- [Do this]
Rewrite every record with "car side mirror" changed to "wing mirror", keeping everything else the same. Leave the pictures out.

- [Data rows]
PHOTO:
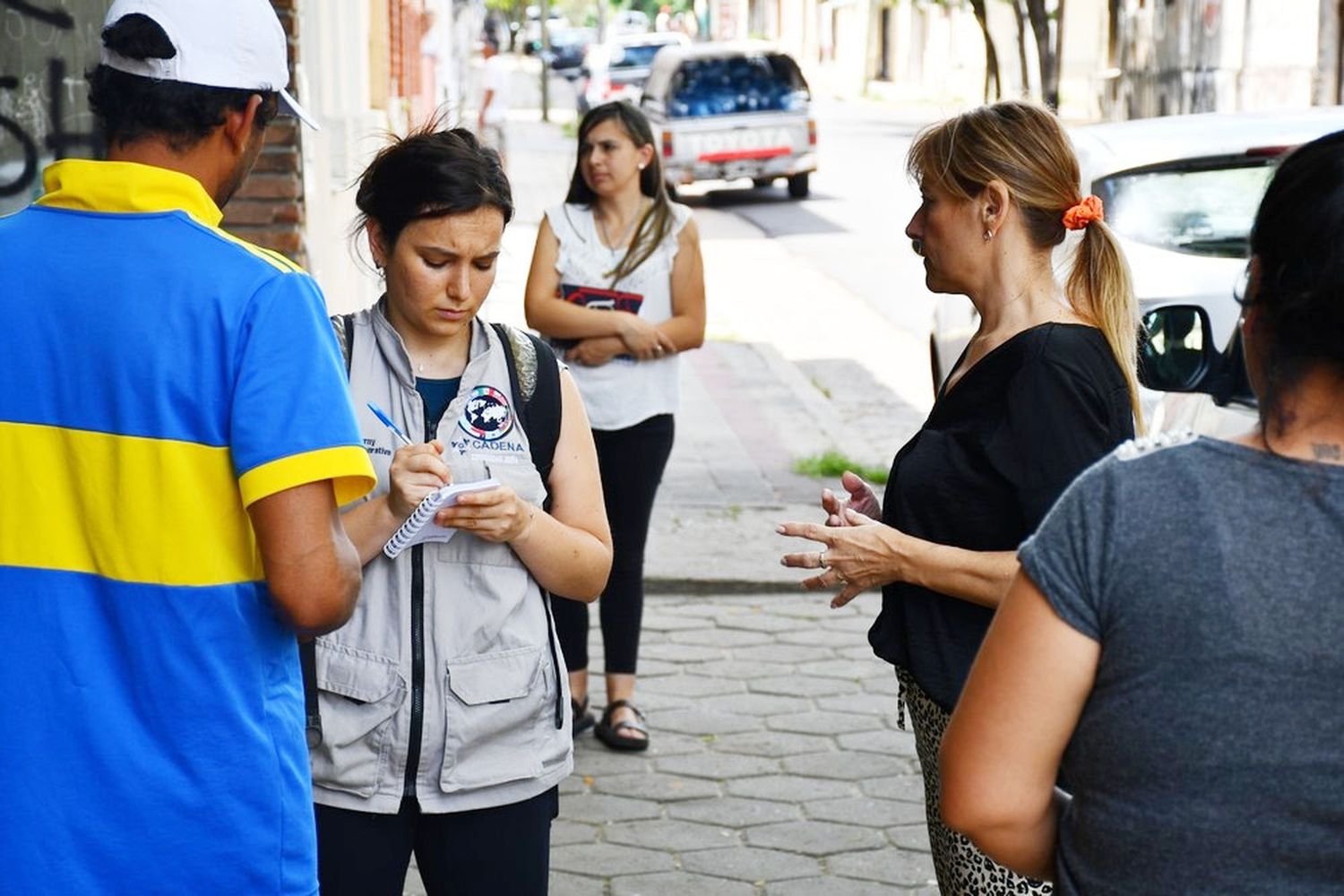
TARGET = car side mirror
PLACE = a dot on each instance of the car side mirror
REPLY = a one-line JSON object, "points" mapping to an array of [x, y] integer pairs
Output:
{"points": [[1176, 352]]}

- [Reply]
PHOTO:
TARGET = wing mirror
PLACE = a dot on each instance of the wing mirror
REPLY = a one-line JSON object, "points" mapping to an array of [x, y] integer pairs
Output:
{"points": [[1176, 352]]}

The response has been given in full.